INSTRUCTIONS TO FOLLOW:
Tally the lines in the listing below that contain the string "wood", and give only the number.

Contour labeling listing
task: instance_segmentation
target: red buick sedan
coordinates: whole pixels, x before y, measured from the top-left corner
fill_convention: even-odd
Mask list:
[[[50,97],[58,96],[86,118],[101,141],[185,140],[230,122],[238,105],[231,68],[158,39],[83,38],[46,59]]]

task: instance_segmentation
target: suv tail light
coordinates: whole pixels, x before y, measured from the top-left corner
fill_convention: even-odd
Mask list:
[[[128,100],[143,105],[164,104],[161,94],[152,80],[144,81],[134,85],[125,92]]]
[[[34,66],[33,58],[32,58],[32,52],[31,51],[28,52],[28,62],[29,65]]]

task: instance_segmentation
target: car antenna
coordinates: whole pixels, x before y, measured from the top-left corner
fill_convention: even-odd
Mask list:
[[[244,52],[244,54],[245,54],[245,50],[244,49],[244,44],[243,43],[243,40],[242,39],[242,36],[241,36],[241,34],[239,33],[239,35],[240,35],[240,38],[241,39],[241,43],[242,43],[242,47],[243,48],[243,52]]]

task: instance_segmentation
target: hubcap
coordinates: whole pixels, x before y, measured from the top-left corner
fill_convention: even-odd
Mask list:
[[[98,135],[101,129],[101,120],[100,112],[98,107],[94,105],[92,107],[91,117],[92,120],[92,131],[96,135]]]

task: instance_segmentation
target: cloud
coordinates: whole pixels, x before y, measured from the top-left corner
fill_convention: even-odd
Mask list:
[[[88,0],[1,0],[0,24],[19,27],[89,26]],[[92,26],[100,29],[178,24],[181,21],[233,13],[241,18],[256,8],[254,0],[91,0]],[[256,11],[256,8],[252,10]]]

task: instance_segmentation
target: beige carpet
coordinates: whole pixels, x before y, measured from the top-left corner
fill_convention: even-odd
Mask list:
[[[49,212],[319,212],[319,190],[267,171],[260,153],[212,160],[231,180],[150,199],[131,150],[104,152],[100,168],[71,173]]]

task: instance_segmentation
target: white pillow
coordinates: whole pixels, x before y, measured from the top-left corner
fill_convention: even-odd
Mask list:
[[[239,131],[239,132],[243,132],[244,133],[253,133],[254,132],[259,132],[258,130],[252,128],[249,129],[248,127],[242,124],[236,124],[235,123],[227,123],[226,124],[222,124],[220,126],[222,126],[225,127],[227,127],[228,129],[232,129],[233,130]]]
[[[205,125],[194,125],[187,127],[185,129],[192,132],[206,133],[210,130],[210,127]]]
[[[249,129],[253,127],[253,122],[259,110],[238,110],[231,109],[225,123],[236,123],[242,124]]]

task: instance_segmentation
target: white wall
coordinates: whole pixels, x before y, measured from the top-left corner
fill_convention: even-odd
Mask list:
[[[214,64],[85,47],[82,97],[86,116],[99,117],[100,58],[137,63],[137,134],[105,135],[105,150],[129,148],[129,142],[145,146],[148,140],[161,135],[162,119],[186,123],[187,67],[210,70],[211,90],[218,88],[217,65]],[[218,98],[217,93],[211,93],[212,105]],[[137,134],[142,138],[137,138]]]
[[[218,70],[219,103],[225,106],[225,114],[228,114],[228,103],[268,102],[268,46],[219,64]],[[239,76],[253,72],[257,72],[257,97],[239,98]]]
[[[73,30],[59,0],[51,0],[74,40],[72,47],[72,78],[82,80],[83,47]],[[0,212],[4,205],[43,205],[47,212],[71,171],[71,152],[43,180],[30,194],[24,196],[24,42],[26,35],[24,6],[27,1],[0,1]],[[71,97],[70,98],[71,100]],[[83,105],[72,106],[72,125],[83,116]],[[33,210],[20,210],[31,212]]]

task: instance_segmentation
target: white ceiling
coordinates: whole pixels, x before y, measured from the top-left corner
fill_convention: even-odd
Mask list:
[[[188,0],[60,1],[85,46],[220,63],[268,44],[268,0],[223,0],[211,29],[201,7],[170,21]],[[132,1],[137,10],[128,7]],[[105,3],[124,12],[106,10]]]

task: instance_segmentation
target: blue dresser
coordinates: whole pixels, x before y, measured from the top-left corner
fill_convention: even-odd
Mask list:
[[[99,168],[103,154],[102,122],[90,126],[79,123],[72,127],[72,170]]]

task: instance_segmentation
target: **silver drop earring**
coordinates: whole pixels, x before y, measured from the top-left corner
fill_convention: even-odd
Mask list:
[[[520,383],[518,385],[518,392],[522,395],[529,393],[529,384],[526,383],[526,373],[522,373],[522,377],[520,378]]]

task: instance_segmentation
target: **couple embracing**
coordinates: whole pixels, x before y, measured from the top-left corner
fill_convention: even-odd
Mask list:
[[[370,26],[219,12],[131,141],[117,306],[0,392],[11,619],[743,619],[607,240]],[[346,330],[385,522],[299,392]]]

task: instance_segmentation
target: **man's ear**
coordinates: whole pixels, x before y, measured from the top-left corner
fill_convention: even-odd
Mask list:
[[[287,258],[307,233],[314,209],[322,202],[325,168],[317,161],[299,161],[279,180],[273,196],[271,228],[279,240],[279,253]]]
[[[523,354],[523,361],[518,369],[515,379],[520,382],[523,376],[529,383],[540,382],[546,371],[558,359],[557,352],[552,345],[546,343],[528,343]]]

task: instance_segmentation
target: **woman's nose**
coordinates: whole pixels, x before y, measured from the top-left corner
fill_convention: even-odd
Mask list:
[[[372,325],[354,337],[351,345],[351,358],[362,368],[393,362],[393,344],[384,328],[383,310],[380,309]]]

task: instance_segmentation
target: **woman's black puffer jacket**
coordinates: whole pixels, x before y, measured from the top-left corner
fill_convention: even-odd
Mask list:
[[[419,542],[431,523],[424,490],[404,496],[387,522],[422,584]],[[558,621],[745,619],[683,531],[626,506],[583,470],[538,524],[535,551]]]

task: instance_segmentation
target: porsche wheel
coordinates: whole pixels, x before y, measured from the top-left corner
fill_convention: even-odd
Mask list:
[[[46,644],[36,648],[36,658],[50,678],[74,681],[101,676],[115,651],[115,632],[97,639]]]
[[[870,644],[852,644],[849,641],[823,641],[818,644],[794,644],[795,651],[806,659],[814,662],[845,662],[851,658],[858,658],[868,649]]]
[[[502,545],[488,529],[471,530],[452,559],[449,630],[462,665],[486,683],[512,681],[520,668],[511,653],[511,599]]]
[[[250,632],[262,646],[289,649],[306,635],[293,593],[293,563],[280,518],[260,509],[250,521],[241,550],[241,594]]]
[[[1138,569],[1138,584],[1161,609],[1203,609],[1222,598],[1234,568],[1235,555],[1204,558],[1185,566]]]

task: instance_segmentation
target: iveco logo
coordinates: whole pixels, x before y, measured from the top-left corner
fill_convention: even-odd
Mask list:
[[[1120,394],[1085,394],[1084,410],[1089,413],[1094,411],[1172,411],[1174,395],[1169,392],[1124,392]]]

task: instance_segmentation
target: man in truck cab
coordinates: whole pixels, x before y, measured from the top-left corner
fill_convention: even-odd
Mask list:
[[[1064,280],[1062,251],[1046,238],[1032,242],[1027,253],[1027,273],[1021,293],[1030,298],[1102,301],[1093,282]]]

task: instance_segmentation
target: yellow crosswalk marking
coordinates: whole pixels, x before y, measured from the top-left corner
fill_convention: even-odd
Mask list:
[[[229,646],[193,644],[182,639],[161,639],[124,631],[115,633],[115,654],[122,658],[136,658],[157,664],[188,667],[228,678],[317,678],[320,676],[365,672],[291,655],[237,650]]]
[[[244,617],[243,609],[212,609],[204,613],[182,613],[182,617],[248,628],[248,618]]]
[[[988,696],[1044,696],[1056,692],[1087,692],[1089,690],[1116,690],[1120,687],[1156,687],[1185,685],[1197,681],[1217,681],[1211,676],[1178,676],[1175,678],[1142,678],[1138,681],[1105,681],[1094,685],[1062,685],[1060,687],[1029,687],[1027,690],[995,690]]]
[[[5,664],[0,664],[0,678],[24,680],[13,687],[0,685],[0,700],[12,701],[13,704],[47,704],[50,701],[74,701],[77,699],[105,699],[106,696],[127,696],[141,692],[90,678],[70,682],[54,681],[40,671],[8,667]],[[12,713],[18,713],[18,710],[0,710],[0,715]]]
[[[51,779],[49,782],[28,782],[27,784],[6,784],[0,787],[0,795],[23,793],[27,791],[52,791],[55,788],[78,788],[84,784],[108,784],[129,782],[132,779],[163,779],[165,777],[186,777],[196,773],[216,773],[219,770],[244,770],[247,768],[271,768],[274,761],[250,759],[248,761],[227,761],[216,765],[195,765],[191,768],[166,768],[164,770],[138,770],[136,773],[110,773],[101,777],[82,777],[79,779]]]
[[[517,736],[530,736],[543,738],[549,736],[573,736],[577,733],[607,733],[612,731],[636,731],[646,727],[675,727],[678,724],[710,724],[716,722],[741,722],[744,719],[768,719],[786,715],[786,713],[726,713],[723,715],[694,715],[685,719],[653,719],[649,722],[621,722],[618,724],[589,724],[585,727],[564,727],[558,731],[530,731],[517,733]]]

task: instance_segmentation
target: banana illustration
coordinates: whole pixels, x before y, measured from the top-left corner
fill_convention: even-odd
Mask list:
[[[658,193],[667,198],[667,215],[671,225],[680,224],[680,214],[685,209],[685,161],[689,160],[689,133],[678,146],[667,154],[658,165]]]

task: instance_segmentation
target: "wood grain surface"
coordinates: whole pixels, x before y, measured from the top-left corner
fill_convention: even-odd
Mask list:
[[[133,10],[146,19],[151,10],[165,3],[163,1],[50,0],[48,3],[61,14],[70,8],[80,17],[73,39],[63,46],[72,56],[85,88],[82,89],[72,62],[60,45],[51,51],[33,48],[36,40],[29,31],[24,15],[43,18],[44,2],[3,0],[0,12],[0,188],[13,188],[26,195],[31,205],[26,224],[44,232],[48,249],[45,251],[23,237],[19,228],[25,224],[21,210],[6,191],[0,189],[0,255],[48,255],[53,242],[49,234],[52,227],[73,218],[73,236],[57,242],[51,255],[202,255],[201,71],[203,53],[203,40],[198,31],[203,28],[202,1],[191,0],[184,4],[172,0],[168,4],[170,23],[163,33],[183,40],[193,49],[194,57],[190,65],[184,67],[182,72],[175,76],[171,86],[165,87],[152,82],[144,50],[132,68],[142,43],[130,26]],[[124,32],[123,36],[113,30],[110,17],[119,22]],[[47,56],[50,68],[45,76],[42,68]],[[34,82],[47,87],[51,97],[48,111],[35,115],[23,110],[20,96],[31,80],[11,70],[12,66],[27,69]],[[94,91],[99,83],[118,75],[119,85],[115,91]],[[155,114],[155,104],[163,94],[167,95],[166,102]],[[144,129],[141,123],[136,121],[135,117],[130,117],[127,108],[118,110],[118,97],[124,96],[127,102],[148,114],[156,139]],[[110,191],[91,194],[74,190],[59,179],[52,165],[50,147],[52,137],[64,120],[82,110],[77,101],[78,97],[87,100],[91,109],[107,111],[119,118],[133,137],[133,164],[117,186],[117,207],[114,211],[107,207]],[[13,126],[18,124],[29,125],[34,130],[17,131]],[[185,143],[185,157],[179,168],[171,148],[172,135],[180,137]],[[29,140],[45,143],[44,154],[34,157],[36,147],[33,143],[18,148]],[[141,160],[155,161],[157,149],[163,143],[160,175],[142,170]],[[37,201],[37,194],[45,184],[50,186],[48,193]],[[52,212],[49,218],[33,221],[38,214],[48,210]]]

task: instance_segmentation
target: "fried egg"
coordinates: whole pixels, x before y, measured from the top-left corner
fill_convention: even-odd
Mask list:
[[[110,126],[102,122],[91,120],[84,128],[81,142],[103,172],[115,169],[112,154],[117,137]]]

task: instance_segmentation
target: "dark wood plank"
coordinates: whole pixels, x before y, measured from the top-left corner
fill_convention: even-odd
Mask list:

TASK SOLUTION:
2